[SET PROBLEM]: Reproduce word for word everything in the rows below, from the line that contains "Where can the ceiling" down to the end of the rows.

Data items
·····

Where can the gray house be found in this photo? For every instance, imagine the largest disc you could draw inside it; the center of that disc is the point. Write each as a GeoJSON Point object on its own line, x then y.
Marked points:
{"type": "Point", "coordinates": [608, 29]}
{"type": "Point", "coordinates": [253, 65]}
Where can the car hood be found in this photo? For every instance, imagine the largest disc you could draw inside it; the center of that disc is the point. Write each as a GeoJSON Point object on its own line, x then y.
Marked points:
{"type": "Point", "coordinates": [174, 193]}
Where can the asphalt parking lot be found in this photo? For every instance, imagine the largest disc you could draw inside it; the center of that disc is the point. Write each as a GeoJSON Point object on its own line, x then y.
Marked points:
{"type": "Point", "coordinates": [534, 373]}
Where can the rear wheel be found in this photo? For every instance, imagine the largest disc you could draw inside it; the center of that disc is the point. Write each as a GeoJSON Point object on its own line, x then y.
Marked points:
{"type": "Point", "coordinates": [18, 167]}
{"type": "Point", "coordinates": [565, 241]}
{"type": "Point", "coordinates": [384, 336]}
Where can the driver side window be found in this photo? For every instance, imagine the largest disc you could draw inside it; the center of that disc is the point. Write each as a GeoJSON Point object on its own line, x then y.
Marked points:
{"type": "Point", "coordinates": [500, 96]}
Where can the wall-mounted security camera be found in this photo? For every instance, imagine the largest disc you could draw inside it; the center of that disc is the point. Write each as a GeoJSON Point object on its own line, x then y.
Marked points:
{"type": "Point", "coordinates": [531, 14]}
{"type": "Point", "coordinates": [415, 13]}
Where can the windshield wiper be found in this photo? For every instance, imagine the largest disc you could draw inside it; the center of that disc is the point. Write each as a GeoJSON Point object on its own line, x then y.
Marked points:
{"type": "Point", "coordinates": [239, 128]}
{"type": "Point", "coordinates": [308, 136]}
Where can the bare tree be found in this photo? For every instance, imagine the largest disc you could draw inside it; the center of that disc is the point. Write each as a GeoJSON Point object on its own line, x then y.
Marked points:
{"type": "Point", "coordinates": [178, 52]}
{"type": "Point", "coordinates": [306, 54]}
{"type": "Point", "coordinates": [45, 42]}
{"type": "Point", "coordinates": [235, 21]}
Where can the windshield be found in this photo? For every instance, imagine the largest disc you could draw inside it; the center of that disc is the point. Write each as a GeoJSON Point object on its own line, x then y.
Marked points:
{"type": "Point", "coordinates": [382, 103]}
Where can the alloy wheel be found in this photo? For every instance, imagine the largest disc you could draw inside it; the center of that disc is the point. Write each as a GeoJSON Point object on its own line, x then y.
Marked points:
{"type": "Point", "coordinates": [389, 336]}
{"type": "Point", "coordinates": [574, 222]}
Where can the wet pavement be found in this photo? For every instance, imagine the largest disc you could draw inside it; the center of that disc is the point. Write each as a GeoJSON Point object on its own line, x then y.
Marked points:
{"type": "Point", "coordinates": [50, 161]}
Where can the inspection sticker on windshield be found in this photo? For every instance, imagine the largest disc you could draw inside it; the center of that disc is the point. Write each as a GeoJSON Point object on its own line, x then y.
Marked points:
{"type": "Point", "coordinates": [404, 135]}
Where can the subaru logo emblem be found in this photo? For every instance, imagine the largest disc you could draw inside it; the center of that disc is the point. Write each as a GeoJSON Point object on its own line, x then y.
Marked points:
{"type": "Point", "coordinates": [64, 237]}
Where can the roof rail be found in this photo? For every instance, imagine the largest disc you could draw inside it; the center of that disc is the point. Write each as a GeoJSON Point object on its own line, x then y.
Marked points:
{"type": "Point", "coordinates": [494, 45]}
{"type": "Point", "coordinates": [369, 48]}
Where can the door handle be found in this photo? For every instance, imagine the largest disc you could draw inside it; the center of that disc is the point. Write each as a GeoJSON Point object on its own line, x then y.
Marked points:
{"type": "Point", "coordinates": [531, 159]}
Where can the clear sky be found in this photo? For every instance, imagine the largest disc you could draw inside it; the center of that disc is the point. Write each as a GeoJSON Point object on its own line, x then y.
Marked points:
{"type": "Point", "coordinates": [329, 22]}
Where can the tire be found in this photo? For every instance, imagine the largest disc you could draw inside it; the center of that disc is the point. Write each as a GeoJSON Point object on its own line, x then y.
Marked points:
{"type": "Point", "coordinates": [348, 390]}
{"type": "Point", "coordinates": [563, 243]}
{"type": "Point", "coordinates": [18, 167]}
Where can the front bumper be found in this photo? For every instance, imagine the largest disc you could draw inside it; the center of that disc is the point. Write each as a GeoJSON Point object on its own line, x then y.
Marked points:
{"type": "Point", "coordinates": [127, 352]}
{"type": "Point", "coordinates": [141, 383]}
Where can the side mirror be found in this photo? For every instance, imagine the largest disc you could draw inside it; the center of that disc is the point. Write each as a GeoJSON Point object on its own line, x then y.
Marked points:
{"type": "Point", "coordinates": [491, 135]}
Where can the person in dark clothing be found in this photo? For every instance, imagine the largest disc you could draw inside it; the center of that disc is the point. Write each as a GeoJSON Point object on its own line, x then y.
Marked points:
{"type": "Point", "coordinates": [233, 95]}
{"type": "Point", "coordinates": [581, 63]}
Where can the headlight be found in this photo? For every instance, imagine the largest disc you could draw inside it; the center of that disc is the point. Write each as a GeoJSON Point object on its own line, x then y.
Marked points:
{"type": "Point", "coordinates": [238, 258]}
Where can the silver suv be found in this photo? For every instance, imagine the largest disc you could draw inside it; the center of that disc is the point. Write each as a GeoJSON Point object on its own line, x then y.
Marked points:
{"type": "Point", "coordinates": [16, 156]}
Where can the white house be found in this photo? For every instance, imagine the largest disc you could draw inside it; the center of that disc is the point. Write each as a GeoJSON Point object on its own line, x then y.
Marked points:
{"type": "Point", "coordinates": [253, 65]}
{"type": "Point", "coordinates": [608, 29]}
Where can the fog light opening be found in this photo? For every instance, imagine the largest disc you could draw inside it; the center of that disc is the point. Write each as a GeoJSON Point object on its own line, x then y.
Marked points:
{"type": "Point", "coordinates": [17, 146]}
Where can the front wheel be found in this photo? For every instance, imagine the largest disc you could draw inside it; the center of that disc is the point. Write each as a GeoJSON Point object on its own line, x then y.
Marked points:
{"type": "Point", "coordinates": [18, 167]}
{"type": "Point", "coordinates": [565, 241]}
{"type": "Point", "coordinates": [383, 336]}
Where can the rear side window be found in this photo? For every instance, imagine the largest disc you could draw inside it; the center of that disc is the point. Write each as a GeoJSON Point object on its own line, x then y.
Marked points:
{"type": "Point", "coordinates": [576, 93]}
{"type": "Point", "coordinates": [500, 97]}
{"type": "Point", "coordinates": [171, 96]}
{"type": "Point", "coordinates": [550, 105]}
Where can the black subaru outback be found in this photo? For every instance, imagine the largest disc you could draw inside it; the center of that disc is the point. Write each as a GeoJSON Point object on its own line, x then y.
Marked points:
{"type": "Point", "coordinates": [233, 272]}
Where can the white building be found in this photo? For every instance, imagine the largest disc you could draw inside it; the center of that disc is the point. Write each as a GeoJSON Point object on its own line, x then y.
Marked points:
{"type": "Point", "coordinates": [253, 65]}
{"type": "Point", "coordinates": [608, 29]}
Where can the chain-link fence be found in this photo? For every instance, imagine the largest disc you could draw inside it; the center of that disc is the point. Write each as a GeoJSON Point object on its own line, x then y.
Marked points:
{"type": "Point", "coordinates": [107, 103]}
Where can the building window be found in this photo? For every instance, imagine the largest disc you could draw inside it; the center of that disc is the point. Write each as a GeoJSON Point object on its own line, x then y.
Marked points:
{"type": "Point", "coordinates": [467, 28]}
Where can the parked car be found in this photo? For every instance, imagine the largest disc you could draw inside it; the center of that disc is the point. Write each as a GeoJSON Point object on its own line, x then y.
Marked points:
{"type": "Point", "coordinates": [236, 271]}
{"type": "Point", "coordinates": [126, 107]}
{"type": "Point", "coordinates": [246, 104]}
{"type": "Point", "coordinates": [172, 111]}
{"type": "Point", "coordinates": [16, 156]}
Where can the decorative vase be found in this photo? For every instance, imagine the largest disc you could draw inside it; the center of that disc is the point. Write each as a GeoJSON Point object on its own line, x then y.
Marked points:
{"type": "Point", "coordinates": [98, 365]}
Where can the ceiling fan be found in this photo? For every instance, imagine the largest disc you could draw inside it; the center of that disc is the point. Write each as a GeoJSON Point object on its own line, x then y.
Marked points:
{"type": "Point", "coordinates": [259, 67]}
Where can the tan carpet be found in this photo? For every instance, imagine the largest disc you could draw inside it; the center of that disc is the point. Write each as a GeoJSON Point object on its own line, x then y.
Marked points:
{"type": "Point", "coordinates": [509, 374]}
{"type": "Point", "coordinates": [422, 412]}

·····

[SOLUTION TO THIS TASK]:
Where can the ceiling fan be found in this photo? For every instance, imagine the largest disc you could draw inside it; the center of that disc is the point. Write each as a GeoJSON Point object on its own line, x then y.
Marked points:
{"type": "Point", "coordinates": [259, 67]}
Where can the tan carpet be found in this photo? For every instance, imagine the largest disc you could draw inside it; the center of that disc is the point. Write each as a GeoJSON Point object on its own line, x then y.
Marked points:
{"type": "Point", "coordinates": [509, 374]}
{"type": "Point", "coordinates": [422, 412]}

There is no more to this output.